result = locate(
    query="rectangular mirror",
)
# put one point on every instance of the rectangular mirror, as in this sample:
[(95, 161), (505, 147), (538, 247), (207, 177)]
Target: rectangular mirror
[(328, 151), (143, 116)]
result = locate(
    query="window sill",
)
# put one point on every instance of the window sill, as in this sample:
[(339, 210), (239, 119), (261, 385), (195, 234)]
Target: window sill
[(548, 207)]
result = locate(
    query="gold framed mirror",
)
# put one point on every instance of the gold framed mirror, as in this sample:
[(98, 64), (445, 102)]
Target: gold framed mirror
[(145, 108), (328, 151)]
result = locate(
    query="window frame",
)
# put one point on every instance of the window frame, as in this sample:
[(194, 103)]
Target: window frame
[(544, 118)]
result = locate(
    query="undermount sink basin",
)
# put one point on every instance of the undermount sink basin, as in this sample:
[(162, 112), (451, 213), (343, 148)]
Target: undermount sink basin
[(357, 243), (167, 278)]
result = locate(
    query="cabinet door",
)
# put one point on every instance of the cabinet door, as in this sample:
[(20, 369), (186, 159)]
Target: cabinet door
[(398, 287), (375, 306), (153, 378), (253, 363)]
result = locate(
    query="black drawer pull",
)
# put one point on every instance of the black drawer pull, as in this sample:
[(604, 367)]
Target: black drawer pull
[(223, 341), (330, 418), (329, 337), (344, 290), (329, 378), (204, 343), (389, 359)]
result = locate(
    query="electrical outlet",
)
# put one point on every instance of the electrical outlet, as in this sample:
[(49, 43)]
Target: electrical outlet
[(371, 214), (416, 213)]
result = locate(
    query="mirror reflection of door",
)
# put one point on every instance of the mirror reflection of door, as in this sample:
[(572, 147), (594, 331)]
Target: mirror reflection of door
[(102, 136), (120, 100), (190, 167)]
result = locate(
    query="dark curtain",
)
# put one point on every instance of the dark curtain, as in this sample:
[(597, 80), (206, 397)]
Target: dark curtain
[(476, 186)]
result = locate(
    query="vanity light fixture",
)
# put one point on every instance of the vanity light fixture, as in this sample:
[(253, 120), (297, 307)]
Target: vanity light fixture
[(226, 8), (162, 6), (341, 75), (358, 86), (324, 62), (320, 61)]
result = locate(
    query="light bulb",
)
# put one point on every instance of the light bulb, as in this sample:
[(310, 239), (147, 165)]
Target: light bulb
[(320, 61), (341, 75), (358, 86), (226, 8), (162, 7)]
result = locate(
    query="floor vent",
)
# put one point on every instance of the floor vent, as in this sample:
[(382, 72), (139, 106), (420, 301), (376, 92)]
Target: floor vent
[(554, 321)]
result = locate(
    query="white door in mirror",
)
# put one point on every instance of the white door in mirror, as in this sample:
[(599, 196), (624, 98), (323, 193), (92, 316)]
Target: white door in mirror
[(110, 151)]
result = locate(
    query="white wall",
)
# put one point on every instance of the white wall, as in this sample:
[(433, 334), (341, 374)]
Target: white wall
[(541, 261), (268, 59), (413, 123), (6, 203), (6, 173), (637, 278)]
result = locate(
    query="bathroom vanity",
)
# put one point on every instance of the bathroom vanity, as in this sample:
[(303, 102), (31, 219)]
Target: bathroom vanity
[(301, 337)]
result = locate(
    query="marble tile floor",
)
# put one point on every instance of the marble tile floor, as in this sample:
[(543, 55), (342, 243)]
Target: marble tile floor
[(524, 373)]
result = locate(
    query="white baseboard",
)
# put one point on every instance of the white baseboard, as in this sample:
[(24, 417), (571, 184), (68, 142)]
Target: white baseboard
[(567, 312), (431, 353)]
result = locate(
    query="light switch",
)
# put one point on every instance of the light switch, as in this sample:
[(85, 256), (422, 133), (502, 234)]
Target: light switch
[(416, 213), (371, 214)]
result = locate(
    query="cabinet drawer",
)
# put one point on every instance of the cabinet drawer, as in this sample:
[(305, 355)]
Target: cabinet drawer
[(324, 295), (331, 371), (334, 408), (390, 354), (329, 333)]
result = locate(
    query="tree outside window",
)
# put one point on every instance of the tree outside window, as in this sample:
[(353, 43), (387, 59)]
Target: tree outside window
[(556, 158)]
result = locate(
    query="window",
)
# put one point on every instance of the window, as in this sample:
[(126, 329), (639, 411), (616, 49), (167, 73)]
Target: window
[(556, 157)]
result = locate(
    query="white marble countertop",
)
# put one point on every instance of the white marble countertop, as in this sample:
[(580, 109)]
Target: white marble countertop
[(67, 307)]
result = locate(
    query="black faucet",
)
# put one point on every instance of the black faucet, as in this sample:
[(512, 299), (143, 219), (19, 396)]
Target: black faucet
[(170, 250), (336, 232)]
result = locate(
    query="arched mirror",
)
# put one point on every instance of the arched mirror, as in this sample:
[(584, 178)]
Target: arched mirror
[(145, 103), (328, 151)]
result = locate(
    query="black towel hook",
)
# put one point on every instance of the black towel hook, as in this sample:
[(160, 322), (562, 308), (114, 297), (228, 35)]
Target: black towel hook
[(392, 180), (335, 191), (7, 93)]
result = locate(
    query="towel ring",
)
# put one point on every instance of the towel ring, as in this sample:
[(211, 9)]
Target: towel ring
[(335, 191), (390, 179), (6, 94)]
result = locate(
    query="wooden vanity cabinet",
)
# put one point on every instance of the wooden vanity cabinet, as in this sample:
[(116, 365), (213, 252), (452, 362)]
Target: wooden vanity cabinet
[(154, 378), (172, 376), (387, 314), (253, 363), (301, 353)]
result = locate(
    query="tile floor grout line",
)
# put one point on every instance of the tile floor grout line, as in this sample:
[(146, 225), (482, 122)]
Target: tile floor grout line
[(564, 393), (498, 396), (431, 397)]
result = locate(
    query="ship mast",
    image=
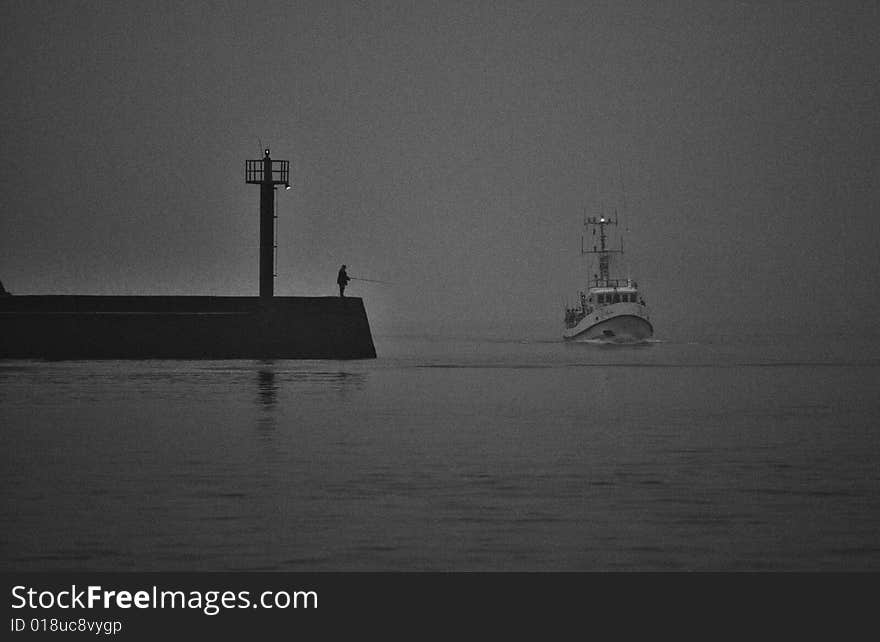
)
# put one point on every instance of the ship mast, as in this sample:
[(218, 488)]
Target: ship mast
[(603, 251)]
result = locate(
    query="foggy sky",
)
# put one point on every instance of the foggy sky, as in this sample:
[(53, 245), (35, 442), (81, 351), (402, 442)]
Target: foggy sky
[(451, 148)]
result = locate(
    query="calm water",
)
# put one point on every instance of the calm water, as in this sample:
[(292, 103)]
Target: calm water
[(450, 454)]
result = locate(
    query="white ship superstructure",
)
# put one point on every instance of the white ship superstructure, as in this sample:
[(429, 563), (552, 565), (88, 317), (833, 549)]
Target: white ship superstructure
[(610, 309)]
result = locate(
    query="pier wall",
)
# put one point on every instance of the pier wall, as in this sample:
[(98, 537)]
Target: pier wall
[(180, 327)]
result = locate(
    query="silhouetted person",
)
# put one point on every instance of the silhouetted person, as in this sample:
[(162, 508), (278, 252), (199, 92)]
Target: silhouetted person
[(342, 280)]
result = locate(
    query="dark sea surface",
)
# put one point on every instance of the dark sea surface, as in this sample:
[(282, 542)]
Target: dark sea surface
[(727, 453)]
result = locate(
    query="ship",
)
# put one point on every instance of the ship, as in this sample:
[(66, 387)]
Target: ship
[(610, 310), (192, 327)]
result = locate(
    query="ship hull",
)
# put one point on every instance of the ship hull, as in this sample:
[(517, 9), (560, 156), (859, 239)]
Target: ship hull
[(618, 323), (110, 327)]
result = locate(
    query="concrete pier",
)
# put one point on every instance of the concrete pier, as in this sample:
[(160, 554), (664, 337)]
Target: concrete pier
[(181, 327)]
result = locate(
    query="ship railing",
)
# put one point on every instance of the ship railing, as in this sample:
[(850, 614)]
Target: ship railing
[(614, 283)]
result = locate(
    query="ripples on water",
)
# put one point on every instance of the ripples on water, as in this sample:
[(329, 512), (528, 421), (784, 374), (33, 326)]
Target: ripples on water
[(461, 455)]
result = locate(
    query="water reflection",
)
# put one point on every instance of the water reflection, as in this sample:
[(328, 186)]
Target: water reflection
[(267, 388), (301, 382)]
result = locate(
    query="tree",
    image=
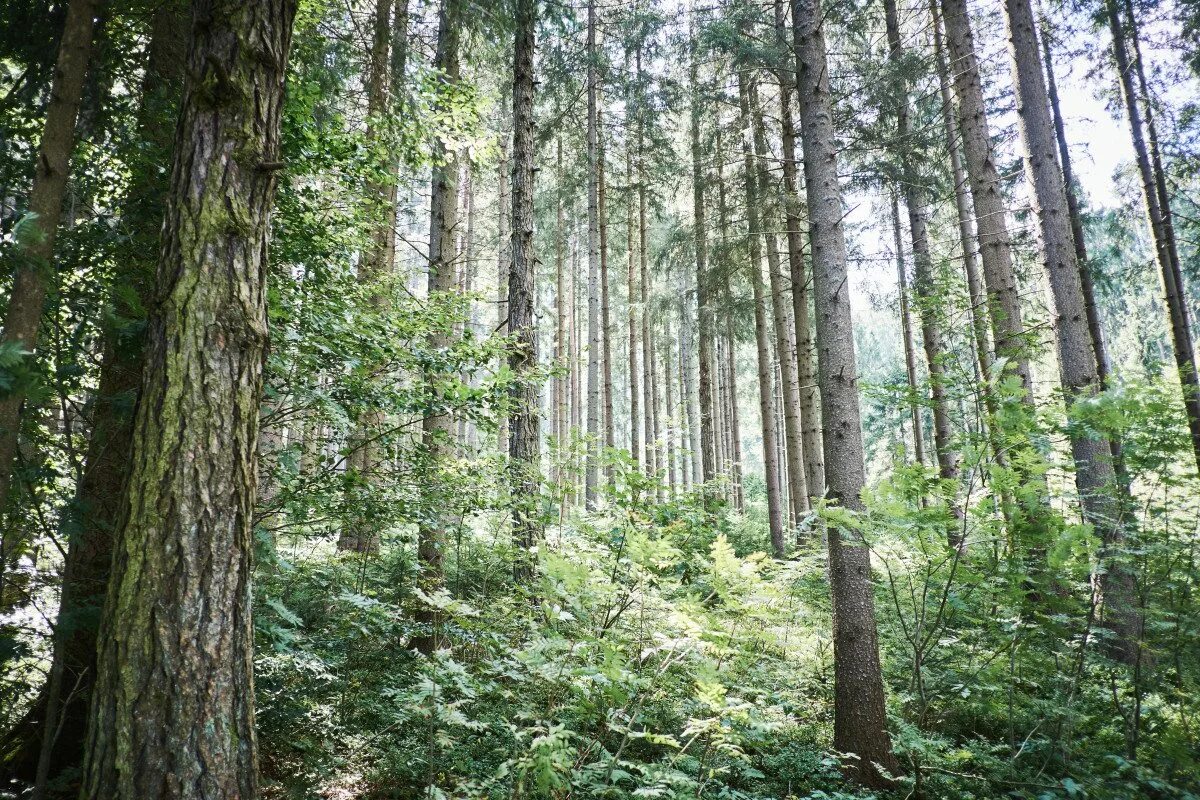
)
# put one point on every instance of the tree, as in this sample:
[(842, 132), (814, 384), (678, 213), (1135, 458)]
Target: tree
[(1158, 211), (525, 422), (859, 715), (174, 710), (990, 212), (35, 271), (1095, 475), (703, 307), (438, 426), (592, 470)]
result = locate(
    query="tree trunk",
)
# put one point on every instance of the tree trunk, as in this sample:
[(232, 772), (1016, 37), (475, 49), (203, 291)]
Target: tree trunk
[(990, 214), (563, 380), (504, 265), (592, 464), (437, 427), (775, 510), (916, 202), (52, 735), (360, 536), (731, 394), (1095, 475), (635, 422), (523, 423), (670, 415), (785, 343), (805, 372), (705, 312), (1161, 224), (35, 265), (910, 359), (1095, 326), (966, 233), (610, 435), (174, 690), (859, 713)]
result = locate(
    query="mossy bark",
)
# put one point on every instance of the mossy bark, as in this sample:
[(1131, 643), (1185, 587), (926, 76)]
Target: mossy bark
[(173, 714)]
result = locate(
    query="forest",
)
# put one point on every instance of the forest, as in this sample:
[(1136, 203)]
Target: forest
[(597, 400)]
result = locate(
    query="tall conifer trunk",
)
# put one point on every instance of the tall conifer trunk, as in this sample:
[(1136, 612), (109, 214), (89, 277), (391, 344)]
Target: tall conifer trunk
[(805, 372), (35, 266), (1162, 228), (990, 212), (1095, 475), (438, 426), (859, 713), (54, 729), (525, 422), (703, 307), (173, 711), (785, 344), (916, 202), (592, 464), (775, 510)]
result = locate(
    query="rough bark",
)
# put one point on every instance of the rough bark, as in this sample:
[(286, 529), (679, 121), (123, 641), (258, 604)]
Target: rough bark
[(503, 264), (910, 358), (859, 713), (705, 312), (785, 344), (990, 214), (963, 211), (592, 465), (173, 711), (360, 536), (916, 202), (35, 266), (1095, 475), (805, 371), (525, 422), (610, 434), (635, 422), (90, 519), (562, 382), (1161, 224), (437, 427), (775, 510), (1095, 326)]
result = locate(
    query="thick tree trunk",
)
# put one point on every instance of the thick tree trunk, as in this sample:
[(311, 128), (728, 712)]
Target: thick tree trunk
[(592, 464), (173, 711), (785, 343), (990, 214), (504, 265), (562, 382), (360, 536), (610, 434), (93, 516), (707, 467), (1095, 475), (859, 713), (775, 511), (1087, 284), (1161, 224), (669, 409), (35, 270), (910, 356), (635, 400), (437, 427), (805, 372), (731, 395), (916, 200), (523, 423), (966, 232)]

========================================

▶ **What needs to be done**
How many lines above contain the string "rectangular"? Case counts; give only the number.

▶ **Output for this task**
3